== Segment start ==

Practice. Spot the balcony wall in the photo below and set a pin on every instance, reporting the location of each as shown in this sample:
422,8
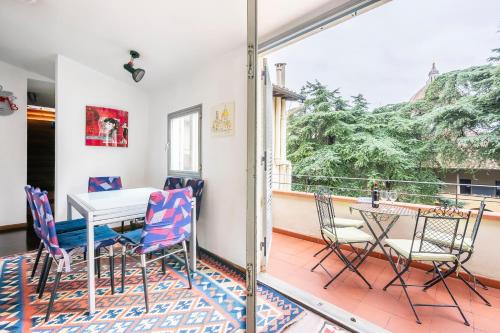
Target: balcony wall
296,212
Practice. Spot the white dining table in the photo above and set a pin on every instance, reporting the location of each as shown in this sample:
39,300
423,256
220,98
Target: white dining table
108,207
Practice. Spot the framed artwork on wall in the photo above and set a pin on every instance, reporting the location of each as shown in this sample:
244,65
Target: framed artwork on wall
222,119
106,127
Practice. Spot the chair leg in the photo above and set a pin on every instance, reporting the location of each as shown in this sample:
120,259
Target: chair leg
42,274
474,291
144,280
124,264
54,290
323,249
474,278
97,260
45,277
436,279
399,275
466,322
112,269
37,259
163,264
354,268
186,261
321,261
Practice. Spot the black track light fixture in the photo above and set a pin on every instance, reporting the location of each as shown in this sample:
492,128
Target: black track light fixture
137,74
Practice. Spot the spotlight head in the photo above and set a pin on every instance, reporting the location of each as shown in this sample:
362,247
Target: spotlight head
137,73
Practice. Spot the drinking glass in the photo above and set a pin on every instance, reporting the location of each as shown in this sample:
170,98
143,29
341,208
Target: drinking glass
393,196
384,195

== Segment end ==

### What you should do
As you output the material, omit the pictures but alter nothing else.

### Result of this task
Practice. Spot the balcony wall in the photo below and set a pin on every instance, reporting the location of each as shown in this sample:
422,8
Target: balcony wall
296,212
Practice. Spot the white dining table in the photo above and set a pin on every instance, reporting the location of each as shown in this sample:
39,300
423,256
220,98
Target: white dining table
108,207
Practice. Spot the framed artwork on wall in the photo above and set a pin on every instance, reporting the location of each as shown in this sample:
244,65
Target: framed artwork on wall
222,119
106,127
Practice. Spot the chair leg in the photo above and set a pin on every instance, reporting the location of each as shown in this sample:
120,259
Target: chair leg
42,274
474,291
144,280
124,264
54,290
323,249
474,278
97,260
45,277
436,279
399,275
466,322
112,269
37,259
163,264
354,268
186,261
321,261
Practice. Spot the black track light fixture in the photo above and set a pin on every instance, reporting the location of each as shown in this sample:
492,128
Target: black track light fixture
137,74
Practice. Spot the spotlight head in the photo above and set a pin on every instance, reporting the location of each as shown in this sample:
362,247
Target: spotlight head
137,73
Practice. Spot the drinking glass in the photo above and set a pin on every instance, reporting the location of each as shown in this sample:
170,98
143,29
341,208
Target: drinking glass
393,196
384,195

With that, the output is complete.